What you will do =>
Retype, word for word, the line containing "Question. Point out every instance of the entry" and every line after it to the end. Skip pictures.
** start of Working data **
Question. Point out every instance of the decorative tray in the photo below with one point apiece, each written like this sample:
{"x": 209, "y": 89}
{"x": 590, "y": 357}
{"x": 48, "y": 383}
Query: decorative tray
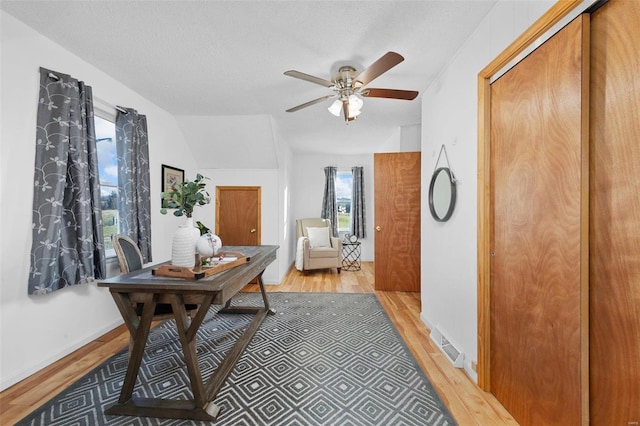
{"x": 221, "y": 262}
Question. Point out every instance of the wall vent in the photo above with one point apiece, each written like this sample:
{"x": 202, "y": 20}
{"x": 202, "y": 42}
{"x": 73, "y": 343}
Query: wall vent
{"x": 452, "y": 353}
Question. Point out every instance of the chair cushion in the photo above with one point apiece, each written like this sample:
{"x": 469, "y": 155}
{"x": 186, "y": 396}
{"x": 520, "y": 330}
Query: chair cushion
{"x": 323, "y": 252}
{"x": 318, "y": 237}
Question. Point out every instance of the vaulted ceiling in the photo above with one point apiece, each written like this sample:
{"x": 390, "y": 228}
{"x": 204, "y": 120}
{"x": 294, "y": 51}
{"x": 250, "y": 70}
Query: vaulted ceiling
{"x": 205, "y": 61}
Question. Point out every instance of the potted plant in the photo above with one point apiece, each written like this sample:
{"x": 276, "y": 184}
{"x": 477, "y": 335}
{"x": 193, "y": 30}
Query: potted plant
{"x": 183, "y": 198}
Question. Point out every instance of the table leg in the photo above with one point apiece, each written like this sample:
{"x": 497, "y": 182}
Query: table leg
{"x": 139, "y": 329}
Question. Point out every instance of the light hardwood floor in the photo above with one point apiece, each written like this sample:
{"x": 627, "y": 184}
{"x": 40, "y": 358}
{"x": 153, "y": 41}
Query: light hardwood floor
{"x": 467, "y": 403}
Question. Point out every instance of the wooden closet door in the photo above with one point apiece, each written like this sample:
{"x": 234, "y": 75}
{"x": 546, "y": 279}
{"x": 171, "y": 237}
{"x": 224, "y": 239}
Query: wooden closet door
{"x": 238, "y": 215}
{"x": 397, "y": 221}
{"x": 537, "y": 346}
{"x": 615, "y": 214}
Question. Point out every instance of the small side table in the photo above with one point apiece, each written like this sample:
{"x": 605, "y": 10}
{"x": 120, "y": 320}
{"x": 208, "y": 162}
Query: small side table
{"x": 351, "y": 256}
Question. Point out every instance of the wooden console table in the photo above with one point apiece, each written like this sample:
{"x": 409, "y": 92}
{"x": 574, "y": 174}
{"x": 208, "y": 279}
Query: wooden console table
{"x": 143, "y": 287}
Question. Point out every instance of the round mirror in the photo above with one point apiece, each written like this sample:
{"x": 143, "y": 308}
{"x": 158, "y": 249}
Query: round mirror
{"x": 442, "y": 194}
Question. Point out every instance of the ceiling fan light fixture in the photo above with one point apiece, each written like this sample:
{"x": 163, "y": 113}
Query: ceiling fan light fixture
{"x": 335, "y": 107}
{"x": 355, "y": 103}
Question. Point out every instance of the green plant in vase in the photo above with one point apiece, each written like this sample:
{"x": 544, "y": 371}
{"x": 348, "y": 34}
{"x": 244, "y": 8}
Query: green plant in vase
{"x": 185, "y": 196}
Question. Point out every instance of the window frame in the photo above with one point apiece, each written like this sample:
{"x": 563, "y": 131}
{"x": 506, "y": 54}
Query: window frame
{"x": 106, "y": 113}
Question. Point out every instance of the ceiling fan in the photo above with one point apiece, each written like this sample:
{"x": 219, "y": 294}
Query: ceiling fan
{"x": 348, "y": 85}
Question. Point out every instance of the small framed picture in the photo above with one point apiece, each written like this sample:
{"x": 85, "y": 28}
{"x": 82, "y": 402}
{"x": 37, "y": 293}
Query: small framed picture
{"x": 170, "y": 177}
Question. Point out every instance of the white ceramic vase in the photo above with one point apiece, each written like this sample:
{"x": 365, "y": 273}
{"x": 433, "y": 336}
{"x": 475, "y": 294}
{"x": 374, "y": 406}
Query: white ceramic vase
{"x": 183, "y": 250}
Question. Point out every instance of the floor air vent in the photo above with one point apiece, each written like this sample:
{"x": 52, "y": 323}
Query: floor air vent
{"x": 453, "y": 354}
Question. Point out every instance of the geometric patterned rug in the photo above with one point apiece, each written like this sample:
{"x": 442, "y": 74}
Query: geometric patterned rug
{"x": 323, "y": 359}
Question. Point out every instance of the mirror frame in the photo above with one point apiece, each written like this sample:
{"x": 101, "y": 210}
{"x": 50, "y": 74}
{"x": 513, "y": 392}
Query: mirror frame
{"x": 452, "y": 199}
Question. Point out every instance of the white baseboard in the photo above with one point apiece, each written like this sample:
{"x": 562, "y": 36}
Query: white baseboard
{"x": 7, "y": 382}
{"x": 467, "y": 362}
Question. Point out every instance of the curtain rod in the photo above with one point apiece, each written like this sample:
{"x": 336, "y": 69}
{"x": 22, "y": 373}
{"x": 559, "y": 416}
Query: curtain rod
{"x": 118, "y": 107}
{"x": 107, "y": 104}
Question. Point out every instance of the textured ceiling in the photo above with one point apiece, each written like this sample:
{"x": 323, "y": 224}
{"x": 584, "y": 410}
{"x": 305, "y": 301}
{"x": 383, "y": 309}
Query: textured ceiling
{"x": 224, "y": 58}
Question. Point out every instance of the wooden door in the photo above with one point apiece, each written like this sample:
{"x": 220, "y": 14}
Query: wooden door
{"x": 397, "y": 221}
{"x": 238, "y": 215}
{"x": 538, "y": 293}
{"x": 615, "y": 214}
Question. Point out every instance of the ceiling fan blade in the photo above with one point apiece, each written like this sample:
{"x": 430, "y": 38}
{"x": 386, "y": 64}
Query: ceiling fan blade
{"x": 313, "y": 102}
{"x": 389, "y": 94}
{"x": 307, "y": 77}
{"x": 382, "y": 65}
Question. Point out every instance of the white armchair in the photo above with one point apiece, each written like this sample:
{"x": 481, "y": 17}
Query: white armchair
{"x": 317, "y": 248}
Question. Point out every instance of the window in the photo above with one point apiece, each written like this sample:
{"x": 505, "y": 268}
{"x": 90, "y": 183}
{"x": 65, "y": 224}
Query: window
{"x": 344, "y": 187}
{"x": 108, "y": 173}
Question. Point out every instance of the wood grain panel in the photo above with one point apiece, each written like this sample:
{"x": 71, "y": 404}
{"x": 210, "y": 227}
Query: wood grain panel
{"x": 238, "y": 215}
{"x": 397, "y": 213}
{"x": 615, "y": 214}
{"x": 536, "y": 287}
{"x": 556, "y": 13}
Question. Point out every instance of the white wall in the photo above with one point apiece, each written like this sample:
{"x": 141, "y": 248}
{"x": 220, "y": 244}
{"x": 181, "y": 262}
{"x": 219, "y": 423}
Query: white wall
{"x": 449, "y": 117}
{"x": 37, "y": 330}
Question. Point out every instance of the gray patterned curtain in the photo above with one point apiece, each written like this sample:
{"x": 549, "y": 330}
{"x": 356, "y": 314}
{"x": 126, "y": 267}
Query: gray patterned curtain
{"x": 329, "y": 202}
{"x": 67, "y": 243}
{"x": 134, "y": 199}
{"x": 357, "y": 203}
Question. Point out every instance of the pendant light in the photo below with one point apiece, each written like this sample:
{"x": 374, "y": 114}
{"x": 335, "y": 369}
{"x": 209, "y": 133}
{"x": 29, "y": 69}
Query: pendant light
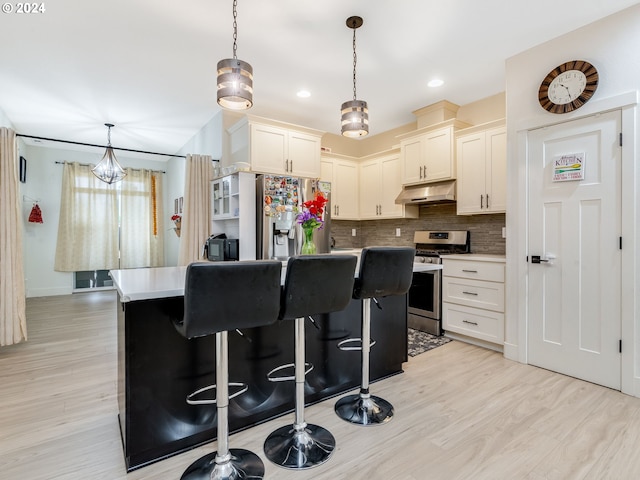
{"x": 109, "y": 170}
{"x": 235, "y": 77}
{"x": 355, "y": 114}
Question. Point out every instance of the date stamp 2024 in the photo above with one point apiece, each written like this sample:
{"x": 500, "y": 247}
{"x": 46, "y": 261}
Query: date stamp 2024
{"x": 23, "y": 8}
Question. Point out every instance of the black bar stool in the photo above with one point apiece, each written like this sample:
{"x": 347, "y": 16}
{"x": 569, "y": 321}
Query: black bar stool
{"x": 383, "y": 271}
{"x": 219, "y": 297}
{"x": 314, "y": 284}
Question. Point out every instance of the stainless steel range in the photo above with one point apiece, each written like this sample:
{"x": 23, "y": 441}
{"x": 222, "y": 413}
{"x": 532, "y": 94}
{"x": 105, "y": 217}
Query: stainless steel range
{"x": 425, "y": 294}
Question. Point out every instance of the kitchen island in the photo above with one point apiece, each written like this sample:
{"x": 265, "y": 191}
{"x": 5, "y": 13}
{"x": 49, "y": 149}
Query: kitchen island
{"x": 158, "y": 368}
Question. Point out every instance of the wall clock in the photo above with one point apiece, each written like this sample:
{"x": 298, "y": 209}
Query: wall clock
{"x": 568, "y": 86}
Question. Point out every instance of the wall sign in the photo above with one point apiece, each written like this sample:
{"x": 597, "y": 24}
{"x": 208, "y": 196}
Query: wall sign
{"x": 568, "y": 168}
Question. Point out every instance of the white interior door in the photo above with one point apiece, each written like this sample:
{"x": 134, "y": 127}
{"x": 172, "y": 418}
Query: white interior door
{"x": 573, "y": 308}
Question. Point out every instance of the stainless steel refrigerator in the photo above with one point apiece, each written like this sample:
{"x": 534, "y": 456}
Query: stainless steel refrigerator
{"x": 279, "y": 199}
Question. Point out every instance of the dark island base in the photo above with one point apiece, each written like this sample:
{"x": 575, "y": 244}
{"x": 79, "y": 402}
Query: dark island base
{"x": 158, "y": 368}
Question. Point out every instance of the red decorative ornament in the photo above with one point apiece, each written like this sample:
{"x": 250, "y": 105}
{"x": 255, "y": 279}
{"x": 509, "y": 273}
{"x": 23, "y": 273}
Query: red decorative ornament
{"x": 36, "y": 214}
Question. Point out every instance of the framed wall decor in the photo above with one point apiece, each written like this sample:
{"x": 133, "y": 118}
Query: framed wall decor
{"x": 23, "y": 169}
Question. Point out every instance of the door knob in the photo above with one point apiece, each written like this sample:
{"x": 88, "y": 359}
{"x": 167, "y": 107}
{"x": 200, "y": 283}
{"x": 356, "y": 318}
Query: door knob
{"x": 537, "y": 259}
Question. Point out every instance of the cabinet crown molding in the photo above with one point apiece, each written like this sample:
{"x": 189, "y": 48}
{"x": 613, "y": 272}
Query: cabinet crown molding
{"x": 274, "y": 123}
{"x": 436, "y": 126}
{"x": 481, "y": 127}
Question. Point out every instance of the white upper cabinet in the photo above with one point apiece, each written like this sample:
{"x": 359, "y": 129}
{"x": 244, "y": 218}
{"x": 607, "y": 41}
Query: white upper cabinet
{"x": 343, "y": 175}
{"x": 482, "y": 169}
{"x": 428, "y": 155}
{"x": 271, "y": 147}
{"x": 380, "y": 184}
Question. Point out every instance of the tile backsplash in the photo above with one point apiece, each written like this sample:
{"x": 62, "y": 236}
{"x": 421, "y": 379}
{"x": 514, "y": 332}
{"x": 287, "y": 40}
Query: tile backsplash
{"x": 486, "y": 230}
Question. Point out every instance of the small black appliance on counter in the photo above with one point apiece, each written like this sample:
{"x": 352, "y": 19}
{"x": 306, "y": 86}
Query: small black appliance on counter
{"x": 220, "y": 248}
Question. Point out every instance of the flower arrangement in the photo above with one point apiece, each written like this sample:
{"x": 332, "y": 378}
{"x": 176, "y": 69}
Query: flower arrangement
{"x": 310, "y": 219}
{"x": 312, "y": 210}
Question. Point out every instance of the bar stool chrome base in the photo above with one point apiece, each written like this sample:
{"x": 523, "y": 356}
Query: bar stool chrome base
{"x": 299, "y": 448}
{"x": 240, "y": 465}
{"x": 364, "y": 410}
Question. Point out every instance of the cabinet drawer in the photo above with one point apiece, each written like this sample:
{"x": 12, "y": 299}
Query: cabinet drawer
{"x": 481, "y": 324}
{"x": 494, "y": 272}
{"x": 473, "y": 293}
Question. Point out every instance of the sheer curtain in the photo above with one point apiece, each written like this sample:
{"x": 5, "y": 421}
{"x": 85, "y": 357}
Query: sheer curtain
{"x": 141, "y": 226}
{"x": 196, "y": 208}
{"x": 88, "y": 225}
{"x": 91, "y": 234}
{"x": 13, "y": 319}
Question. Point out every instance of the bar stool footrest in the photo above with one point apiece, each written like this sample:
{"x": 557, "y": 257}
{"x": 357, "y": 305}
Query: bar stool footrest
{"x": 344, "y": 344}
{"x": 290, "y": 448}
{"x": 285, "y": 378}
{"x": 211, "y": 401}
{"x": 242, "y": 465}
{"x": 364, "y": 411}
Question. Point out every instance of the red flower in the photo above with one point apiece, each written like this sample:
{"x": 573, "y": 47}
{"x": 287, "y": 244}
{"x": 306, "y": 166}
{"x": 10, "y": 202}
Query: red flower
{"x": 316, "y": 206}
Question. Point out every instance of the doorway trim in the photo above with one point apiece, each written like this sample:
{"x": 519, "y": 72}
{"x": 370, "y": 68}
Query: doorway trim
{"x": 516, "y": 321}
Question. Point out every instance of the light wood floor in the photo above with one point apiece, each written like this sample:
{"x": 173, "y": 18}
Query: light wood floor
{"x": 462, "y": 412}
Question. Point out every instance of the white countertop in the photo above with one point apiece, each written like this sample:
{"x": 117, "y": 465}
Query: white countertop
{"x": 163, "y": 282}
{"x": 479, "y": 257}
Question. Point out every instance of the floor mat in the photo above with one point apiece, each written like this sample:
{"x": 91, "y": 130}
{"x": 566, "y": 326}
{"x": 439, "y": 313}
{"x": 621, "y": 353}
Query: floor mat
{"x": 420, "y": 342}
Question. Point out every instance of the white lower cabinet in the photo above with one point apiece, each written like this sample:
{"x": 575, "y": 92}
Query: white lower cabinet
{"x": 473, "y": 297}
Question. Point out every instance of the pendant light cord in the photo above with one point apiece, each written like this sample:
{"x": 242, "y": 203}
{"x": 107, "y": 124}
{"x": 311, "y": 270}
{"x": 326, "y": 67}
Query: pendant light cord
{"x": 355, "y": 60}
{"x": 235, "y": 28}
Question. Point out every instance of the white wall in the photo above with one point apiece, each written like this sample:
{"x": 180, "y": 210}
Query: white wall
{"x": 611, "y": 45}
{"x": 208, "y": 141}
{"x": 4, "y": 120}
{"x": 44, "y": 184}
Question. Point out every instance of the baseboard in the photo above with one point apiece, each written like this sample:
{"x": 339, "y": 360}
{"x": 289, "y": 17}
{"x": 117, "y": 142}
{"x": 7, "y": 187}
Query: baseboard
{"x": 474, "y": 341}
{"x": 511, "y": 352}
{"x": 48, "y": 292}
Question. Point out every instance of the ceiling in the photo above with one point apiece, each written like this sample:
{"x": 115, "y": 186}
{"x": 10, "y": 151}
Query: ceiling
{"x": 149, "y": 66}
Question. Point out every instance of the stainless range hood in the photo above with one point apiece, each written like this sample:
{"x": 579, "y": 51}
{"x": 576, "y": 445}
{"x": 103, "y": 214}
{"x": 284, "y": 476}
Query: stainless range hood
{"x": 441, "y": 192}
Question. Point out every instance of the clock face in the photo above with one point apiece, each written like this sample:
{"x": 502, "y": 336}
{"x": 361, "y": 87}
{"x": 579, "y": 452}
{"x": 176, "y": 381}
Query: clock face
{"x": 568, "y": 87}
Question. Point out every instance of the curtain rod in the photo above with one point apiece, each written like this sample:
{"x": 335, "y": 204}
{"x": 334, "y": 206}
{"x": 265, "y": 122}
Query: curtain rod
{"x": 134, "y": 169}
{"x": 99, "y": 146}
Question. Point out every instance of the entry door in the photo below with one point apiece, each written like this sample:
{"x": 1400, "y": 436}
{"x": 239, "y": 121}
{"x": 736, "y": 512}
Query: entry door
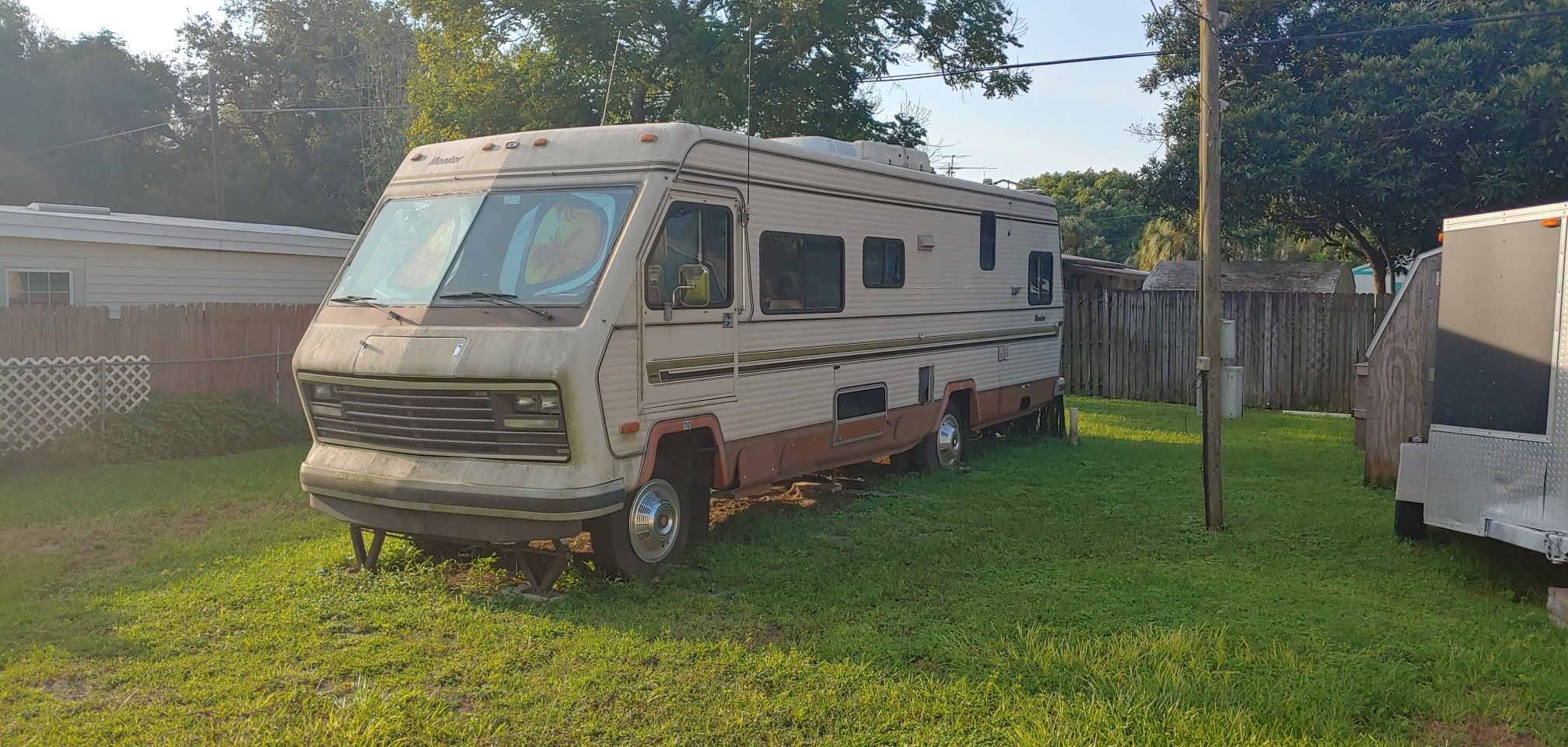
{"x": 692, "y": 288}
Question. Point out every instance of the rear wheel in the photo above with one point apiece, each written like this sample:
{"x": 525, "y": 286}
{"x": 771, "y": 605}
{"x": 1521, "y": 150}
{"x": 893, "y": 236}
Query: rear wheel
{"x": 653, "y": 529}
{"x": 941, "y": 449}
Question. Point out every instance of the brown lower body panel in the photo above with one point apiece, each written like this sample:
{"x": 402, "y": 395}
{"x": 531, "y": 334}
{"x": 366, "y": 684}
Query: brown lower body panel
{"x": 762, "y": 460}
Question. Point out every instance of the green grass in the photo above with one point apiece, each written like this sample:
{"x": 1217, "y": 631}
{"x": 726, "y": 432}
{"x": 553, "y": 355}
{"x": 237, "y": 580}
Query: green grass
{"x": 1052, "y": 595}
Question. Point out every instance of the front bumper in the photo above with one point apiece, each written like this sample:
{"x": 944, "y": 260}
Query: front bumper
{"x": 453, "y": 509}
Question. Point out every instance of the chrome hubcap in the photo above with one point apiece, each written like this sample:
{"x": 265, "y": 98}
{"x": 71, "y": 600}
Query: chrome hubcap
** end of Working data **
Solution =>
Question. Point out every instance of the entry door in the photo below with one point apiece, each written like this sample:
{"x": 1400, "y": 436}
{"x": 239, "y": 121}
{"x": 736, "y": 512}
Query: entry door
{"x": 692, "y": 288}
Question. Point out every instance of the rear wheel in the photo above with one point apiece, each written like this sample:
{"x": 525, "y": 286}
{"x": 771, "y": 605}
{"x": 1521, "y": 150}
{"x": 893, "y": 236}
Query: rear wheel
{"x": 653, "y": 529}
{"x": 941, "y": 449}
Question. Point out every instance of the brown lower body panel in the photo above with one point apiece, each written like this sample:
{"x": 402, "y": 395}
{"x": 531, "y": 334}
{"x": 366, "y": 684}
Query: brown lower body panel
{"x": 762, "y": 460}
Question. Point out every instance of the green grass in the photo above with one point apiece, each written like this sample:
{"x": 1217, "y": 631}
{"x": 726, "y": 432}
{"x": 553, "y": 355}
{"x": 237, "y": 580}
Query: green grass
{"x": 1052, "y": 595}
Question. Point out every instance of the front bumper in the photo above with one point apiece, each written like this sample:
{"x": 944, "y": 260}
Query: front bumper
{"x": 453, "y": 509}
Question. Point out every instance of the chrome hubcap in the photo above with one point apiece, each written like this sample:
{"x": 265, "y": 98}
{"x": 71, "y": 600}
Query: chrome hubcap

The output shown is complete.